• CONSIGNE A
Répondez brièvement à ces questions sur le texte consacré à l'Épître de Jacques :
(i) Quelle fonction Jacques occupait-il parmi les chrétiens de Jérusalem ?
(ii) Qu'est-ce que Jacques place au centre de la vie chrétienne ?
(iii) Quelles écoles de l'Antiquité sont données en exemple ?
• CONSIGNE B
Poursuivez le texte consacré à l'Épître de Jacques à la suite de sa dernière phrase.

• TEXTE SOURCE
• • • • •
UN SOCRATE CHRETIEN ?

Mettons-nous ce matin à l’écoute de l’Épître de Jacques. Elle est l’unique témoin d’une sensibilité chrétienne disparue, tel un rameau qui ne se serait pas développé par la suite. Jacques, chef de file des chrétiens de Jérusalem, passe pour être un frère de Jésus.
Il représente un stade très ancien du christianisme, qui n’a pas encore réfléchi à la croix et qui semble ignorer la résurrection. Il considère que les chrétiens sont des juifs fidèles à leur tradition qui suivent un maître particulier, Jésus, en qui ils voient l’envoyé de Dieu.

Sa grande originalité est la perspective de la sagesse. Au centre de la vie chrétienne, Jacques place la sagesse, ce que nous ne faisons plus guère et c’est dommage.
Quelle sagesse ? Pas celle que conçoit Paul, avec ses paradoxes sophistiqués sur la folie de la croix qui est la sagesse de Dieu…
Plutôt une sagesse conçue à la manière de l’Antiquité, qui se donne comme l’école de la vraie vie. Dans l’Antiquité existaient d’influentes écoles de ce genre, comme celle des stoïciens ou des épicuriens qui enseignaient l’art de bien vivre et de bien mourir, qui orientaient la quête du bonheur et qui s’attachaient à donner des réponses concrètes aux questions concrètes que pose la vie.
• • • • •
• ENTRÉES RÉPERTORIÉES
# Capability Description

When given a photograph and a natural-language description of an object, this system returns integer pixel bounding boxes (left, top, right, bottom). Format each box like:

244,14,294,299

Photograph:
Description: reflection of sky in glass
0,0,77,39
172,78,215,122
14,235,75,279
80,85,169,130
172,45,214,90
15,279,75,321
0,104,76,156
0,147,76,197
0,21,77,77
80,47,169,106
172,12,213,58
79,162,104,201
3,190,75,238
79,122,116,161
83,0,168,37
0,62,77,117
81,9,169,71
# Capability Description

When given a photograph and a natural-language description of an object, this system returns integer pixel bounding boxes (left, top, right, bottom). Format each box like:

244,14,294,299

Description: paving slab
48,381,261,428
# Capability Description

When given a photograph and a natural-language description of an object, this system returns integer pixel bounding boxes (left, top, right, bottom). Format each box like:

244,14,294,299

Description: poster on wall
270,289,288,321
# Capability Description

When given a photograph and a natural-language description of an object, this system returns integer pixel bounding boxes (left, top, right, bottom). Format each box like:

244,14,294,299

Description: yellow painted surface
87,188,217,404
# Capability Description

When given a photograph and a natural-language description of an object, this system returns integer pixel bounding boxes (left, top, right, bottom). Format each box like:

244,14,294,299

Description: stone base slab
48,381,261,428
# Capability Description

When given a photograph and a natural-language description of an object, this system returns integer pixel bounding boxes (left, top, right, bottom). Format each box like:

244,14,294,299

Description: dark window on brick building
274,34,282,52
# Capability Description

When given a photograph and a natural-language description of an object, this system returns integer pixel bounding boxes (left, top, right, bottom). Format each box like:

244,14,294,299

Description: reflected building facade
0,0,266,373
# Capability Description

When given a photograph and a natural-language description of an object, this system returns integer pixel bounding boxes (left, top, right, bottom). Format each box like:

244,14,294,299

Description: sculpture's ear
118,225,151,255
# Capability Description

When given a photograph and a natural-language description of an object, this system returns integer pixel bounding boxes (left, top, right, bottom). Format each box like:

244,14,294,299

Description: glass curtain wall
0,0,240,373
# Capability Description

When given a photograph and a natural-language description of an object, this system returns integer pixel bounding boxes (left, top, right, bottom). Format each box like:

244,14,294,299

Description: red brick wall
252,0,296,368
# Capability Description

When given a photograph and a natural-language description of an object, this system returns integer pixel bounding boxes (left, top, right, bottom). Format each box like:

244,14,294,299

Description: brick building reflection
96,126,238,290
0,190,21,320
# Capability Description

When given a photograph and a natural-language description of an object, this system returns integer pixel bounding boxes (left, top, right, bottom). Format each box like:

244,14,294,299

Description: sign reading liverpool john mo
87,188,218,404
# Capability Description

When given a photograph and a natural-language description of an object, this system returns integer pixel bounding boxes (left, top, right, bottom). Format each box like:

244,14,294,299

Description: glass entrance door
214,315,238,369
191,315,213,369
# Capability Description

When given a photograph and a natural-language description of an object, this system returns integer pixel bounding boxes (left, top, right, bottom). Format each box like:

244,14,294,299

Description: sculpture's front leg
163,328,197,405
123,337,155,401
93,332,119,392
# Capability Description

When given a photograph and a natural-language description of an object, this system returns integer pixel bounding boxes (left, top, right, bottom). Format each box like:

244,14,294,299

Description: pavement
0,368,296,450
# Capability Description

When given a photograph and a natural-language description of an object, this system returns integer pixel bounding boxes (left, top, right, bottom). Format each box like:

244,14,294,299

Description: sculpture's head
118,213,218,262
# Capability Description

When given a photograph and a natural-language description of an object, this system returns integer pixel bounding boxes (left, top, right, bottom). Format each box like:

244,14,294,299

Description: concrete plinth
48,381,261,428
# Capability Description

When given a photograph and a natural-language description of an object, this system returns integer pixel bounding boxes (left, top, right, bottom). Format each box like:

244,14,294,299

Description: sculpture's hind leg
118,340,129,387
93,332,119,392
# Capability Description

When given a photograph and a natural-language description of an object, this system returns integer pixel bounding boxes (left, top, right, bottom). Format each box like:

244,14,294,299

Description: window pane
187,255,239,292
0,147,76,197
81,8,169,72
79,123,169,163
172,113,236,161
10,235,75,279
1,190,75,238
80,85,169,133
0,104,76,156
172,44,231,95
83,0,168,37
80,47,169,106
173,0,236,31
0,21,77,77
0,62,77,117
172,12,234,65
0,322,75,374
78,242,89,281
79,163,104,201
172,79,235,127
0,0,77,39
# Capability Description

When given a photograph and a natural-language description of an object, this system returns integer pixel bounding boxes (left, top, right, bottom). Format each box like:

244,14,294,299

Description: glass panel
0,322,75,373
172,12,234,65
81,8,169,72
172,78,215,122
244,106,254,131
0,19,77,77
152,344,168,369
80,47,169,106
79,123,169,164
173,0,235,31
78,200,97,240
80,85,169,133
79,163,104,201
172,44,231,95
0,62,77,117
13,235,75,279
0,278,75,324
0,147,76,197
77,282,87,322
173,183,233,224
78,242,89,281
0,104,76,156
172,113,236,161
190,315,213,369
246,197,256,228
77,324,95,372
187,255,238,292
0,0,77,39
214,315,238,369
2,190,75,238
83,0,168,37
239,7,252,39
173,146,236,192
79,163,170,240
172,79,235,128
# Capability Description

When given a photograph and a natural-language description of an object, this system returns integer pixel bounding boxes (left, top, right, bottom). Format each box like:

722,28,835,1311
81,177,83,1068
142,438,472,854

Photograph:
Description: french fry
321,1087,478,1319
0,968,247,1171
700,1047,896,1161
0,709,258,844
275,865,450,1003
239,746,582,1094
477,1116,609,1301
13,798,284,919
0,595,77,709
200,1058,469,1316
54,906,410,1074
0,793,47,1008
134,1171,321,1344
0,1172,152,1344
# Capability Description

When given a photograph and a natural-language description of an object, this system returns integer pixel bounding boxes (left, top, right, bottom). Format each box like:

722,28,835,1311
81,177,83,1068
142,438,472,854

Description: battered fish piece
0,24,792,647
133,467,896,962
• • • • •
• CORRIGÉ A
(i) Il était le chef de file des chrétiens de Jérusalem.
(ii) Il y place la sagesse.
(iii) L'école des stoïciens et celle des épicuriens.

• CORRIGÉ B
Jacques conçoit l’Eglise comme une école de sagesse, concurrente des stoïciens et des épicuriens, avec une éminente particularité: point de sagesse sans Dieu!
À la différence des philosophes qui évacuent Dieu de leur système (Épicure est un matérialiste athée) la sagesse, pour Jacques, entretient un lien étroit avec la foi. Celui qui manque de sagesse, qu’il la demande à Dieu et elle lui sera donnée, comme elle a été donnée au roi Salomon.

Donc, selon Jacques, au coeur du culte véritable se tient la question de la sagesse. Ai-je besoin de souligner la soif de bien vivre, de bien mourir et d’être heureux qui ronge nos contemporains ? Soif à laquelle trop souvent nos discours d’Église ne répondent pas, tant ils sont déconnectés et éloignés des préoccupations élémentaires ? Il y a trop de discours abstraits, bien pensants, de langue de bois et non de vraies paroles. Les vraies paroles étanchent la soif de bien vivre, de bien mourir et d’être heureux. Peut-on considérer que le culte devrait servir à mettre un peu d’ordre dans sa vie, à prendre confiance face à la mort, à redécouvrir le simple plaisir d’être au monde ?

Dans ce but, Jacques propose un usage des Écritures saintes sur lequel il vaut la peine de s’arrêter. « Celui qui aura plongé le regard dans la loi parfaite, la loi de liberté… »
Ce que Jacques appelle la loi désigne l’Écriture. Elle n’a rien à voir avec la loi que Paul combat, cet ensemble d’obligations auquel il est impossible de satisfaire.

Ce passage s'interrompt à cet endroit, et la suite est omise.